Record extracts:
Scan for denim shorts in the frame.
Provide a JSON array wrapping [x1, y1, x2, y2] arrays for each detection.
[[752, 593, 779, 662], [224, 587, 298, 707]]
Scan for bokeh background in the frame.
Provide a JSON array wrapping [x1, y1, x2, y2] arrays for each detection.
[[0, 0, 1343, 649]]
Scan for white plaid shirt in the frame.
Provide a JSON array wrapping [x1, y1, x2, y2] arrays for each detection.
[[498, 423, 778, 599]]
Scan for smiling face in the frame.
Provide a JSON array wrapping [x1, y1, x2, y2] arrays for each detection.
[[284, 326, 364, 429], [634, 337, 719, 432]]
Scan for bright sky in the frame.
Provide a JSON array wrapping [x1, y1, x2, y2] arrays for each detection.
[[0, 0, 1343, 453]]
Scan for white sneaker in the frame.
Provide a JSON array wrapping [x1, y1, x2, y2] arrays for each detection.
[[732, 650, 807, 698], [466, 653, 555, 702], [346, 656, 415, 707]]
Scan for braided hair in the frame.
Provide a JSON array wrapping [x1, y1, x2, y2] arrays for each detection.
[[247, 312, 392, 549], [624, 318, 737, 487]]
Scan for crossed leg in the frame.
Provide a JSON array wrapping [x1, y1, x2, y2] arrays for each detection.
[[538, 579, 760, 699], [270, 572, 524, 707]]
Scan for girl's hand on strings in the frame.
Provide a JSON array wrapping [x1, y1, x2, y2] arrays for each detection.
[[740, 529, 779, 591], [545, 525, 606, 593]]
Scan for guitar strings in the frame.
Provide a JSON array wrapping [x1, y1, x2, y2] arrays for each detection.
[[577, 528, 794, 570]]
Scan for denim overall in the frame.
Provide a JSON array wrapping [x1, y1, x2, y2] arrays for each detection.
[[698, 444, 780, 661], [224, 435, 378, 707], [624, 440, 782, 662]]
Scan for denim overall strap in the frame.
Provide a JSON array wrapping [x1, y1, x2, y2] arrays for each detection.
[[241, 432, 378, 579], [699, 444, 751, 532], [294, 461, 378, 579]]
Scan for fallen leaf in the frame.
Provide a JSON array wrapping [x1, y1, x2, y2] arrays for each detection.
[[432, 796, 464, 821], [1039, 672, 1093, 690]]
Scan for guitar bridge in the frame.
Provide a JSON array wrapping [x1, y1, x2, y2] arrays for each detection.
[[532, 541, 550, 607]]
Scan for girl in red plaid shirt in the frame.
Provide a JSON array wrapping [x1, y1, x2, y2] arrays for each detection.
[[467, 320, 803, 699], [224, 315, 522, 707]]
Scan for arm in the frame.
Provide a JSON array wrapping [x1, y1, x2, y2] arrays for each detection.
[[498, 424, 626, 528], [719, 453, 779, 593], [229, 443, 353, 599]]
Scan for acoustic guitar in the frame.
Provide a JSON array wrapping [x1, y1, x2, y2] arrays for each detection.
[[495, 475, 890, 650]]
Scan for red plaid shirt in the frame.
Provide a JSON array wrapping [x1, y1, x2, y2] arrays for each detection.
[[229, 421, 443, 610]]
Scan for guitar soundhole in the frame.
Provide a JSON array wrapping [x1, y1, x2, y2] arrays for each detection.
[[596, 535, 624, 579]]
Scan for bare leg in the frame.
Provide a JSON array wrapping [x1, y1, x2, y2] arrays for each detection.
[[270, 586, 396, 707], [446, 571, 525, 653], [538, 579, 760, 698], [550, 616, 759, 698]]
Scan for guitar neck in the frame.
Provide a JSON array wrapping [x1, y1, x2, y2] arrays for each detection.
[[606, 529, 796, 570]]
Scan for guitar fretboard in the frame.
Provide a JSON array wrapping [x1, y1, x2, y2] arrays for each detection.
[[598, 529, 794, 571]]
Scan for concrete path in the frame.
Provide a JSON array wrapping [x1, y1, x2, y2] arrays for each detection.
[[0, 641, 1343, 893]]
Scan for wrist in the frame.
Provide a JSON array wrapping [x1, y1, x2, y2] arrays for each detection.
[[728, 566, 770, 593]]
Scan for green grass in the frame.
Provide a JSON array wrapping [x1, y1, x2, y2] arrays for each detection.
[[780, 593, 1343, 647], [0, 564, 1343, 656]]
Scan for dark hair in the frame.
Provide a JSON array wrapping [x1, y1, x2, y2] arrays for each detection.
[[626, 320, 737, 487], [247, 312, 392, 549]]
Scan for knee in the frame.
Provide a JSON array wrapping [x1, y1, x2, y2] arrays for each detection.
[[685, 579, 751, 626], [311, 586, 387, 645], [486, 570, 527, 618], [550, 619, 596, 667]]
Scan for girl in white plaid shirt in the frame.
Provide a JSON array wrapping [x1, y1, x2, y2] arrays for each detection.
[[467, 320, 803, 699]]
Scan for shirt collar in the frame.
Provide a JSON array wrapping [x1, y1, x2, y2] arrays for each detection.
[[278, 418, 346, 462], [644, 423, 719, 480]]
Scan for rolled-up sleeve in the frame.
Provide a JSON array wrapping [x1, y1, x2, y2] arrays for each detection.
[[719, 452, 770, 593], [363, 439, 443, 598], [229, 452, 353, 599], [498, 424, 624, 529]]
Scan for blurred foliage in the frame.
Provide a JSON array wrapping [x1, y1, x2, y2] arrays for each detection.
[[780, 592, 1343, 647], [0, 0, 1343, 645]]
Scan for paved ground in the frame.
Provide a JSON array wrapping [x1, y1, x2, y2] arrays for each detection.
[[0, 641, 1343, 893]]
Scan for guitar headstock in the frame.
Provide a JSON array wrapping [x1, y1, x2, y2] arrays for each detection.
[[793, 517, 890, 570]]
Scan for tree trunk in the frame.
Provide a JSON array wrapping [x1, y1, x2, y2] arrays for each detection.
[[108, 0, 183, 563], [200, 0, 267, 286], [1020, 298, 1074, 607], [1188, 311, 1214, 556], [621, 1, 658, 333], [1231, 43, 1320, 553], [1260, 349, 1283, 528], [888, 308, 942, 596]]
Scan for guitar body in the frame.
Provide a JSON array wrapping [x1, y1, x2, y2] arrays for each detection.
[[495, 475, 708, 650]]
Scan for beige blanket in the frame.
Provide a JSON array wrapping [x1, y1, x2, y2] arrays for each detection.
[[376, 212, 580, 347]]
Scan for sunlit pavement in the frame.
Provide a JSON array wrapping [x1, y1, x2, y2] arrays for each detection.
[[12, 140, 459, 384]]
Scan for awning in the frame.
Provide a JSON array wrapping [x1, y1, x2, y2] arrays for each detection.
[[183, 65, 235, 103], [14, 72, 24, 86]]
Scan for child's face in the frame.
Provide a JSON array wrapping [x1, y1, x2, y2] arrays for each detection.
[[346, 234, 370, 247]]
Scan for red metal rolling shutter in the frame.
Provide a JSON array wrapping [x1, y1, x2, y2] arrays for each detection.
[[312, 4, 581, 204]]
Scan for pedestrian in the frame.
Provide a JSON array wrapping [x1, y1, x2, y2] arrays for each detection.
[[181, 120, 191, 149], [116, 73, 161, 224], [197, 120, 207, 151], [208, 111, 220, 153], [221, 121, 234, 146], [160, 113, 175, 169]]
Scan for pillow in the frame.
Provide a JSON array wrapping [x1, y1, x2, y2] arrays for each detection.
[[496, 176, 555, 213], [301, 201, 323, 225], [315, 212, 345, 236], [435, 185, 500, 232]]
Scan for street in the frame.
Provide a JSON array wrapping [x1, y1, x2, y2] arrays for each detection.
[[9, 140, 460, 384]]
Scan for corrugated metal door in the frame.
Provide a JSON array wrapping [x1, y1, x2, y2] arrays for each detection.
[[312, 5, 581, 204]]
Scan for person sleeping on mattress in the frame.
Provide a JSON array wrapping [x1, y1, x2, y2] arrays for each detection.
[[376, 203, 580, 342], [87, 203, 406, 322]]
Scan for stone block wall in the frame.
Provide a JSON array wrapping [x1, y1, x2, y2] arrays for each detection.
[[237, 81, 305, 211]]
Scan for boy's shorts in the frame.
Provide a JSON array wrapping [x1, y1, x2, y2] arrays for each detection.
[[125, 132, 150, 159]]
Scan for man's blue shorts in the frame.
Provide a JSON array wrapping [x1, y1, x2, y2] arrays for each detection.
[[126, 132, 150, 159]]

Written task: Copy the data above word for word, from its first line through the line that contains "[[498, 423, 778, 599]]", with both of those lines included.

Output for this task:
Scan for denim shorts in the frame.
Provide a JSON array wrapping [x1, y1, x2, y2] arrays for each detection.
[[752, 593, 779, 662], [224, 587, 298, 707]]
Scan for bokeh background in the frame.
Provide a JSON array wrapping [x1, y1, x2, y2] arrays for each detection.
[[0, 0, 1343, 649]]
Scan for white plaid shirt in the frame.
Provide a JSON array wrapping [x1, y1, x2, y2] arrays for each detection.
[[498, 423, 778, 599]]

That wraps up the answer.